● **What you should do**:
Set down each entry from the block beneath, exactly as written.

● **Provided entries**:
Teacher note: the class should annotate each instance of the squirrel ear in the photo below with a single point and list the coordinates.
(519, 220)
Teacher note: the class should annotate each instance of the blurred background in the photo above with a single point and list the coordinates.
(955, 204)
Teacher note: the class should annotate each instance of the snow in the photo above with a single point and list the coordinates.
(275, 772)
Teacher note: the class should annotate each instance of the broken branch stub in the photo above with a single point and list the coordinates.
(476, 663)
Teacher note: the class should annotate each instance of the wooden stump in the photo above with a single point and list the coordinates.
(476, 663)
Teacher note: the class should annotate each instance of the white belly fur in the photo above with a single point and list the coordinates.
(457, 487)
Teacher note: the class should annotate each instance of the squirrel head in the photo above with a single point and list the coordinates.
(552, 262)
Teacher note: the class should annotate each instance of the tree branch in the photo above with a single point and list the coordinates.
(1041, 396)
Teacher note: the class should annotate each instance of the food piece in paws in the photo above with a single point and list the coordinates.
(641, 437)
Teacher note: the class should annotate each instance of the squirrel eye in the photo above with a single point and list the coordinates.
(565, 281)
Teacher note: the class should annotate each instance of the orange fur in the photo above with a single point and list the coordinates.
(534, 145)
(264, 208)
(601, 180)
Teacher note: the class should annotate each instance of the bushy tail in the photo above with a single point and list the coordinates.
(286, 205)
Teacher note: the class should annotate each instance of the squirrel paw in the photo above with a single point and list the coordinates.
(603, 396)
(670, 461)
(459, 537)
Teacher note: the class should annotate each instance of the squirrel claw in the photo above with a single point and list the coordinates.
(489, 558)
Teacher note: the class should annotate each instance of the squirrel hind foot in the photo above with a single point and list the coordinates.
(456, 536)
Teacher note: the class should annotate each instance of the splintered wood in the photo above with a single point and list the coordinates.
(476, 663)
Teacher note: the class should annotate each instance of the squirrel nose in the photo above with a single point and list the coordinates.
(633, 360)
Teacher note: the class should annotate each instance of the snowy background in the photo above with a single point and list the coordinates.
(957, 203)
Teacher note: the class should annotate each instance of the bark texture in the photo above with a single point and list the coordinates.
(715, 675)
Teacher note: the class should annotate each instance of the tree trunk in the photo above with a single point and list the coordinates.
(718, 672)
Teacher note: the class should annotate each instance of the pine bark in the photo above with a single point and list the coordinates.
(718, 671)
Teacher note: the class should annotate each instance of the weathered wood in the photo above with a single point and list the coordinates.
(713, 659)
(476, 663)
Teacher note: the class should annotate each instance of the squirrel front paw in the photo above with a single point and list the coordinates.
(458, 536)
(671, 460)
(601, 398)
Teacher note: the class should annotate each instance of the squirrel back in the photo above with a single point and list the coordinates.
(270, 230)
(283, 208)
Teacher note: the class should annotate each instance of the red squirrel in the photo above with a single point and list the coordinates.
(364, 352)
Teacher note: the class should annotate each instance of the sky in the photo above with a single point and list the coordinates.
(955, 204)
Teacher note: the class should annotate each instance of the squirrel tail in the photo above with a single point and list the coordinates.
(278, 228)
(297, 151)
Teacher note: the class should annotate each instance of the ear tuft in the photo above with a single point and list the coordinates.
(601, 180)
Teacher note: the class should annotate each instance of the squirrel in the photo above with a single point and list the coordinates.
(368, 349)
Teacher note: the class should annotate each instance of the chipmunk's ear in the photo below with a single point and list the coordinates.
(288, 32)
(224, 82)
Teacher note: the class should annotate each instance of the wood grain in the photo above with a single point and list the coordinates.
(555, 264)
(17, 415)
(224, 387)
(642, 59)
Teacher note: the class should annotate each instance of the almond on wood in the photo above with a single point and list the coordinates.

● **The completed task**:
Teacher note: the class should annotate each instance of the squirrel ear in the photo below with a single point and list the coordinates.
(519, 220)
Teacher note: the class should annotate each instance of the blurred background in the photo above with a single point and list the coordinates.
(955, 204)
Teacher note: the class should annotate each instance of the snow in the photo above with a single point and list the coordinates.
(275, 772)
Teacher note: the class should annotate each instance of the broken branch stub in the photo above with a single point and list the coordinates.
(476, 663)
Teacher note: the class should annotate each instance of the wooden stump in the photo above with a single point and list the coordinates.
(476, 663)
Teacher note: the class should annotate each instance of the white belly fur in the photo above with a single point and list the coordinates.
(457, 487)
Teacher note: the class should annotate each instance of the squirrel head in the photo above with a single point and list the coordinates.
(552, 262)
Teacher note: the class should annotate each instance of the tree branch in the photo above with a single point and list the coordinates.
(1041, 396)
Teacher note: the class should annotate each instance of the food piece in paws in the photo above with a single point and list the coordinates.
(641, 437)
Teacher note: the class should annotate each instance of the squirrel eye in the photo above with a single point and list the coordinates.
(565, 281)
Teacher note: the class should annotate each instance of the orange fur in the photo above with a single point and list the coordinates.
(534, 145)
(264, 208)
(601, 180)
Teacher note: the class should annotate each instance of the bushy tail in the photo above with a single point and list the coordinates.
(286, 205)
Teacher note: the class should annotate each instance of the squirrel paw in the photo above with a single point and list the coordinates.
(603, 396)
(670, 461)
(459, 537)
Teacher note: the class should annotate each instance of the squirrel claw in the photo above with a single point and list the coordinates.
(489, 558)
Teacher note: the class should annotate each instance of the squirrel hind foot in the photo above with a single point and list the coordinates.
(456, 536)
Teacher note: the class should annotate each instance of the splintered wood in the photo above with a single point and list the coordinates.
(476, 663)
Teacher note: the class should annotate each instance of the squirrel nose in the photo above with a single point and list the coordinates.
(633, 360)
Teacher note: the class should annotate each instance of the snowy background in the photo above with a single point and list the coordinates.
(957, 203)
Teacher note: the class should annotate each instance of the bark texture in the photo above with a single point and list the coordinates.
(715, 675)
Teacher note: the class should annotate each instance of the tree trunk in the photo above with a single point and list the coordinates.
(718, 672)
Teacher note: the class should annotate each instance of the pine bark in the photo above with a single point and list the coordinates.
(718, 671)
Teacher note: the class should annotate each instance of the weathered wood in the photo above with a single point and list the coordinates.
(713, 659)
(476, 663)
Teacher note: the class should annotate each instance of the squirrel front paw in the photo above with a single point and list the coordinates.
(458, 536)
(671, 460)
(601, 398)
Teacher note: the class should annotate each instance of the squirrel back in the photo above with a single point and list the coordinates.
(270, 230)
(283, 208)
Teacher note: the class should annotate each instance of the red squirrel in the photo above with a single point and list the coordinates.
(364, 352)
Teacher note: the class should annotate each instance of the sky in the photo above with a single point and list the coordinates.
(955, 204)
Teacher note: the class should annotate each instance of the squirrel tail in the photo above with a single point and list the coordinates.
(278, 228)
(297, 151)
Teacher note: the class should annotate each instance of the ear tuft in the photo above with a single point and list the coordinates.
(601, 180)
Teacher note: the class should annotate each instance of the squirrel in the photo above with a single point and list the coordinates.
(368, 349)
Teacher note: the class should annotate each instance of the chipmunk's ear in the photo below with a single point and list the coordinates.
(288, 32)
(224, 82)
Teacher note: the class should annotate each instance of the wood grain in the photo above with a single point and list the coordinates.
(555, 264)
(17, 415)
(224, 387)
(642, 59)
Teacher note: the class should annotate each instance of the almond on wood in the photo above with a single point and list the coordinates.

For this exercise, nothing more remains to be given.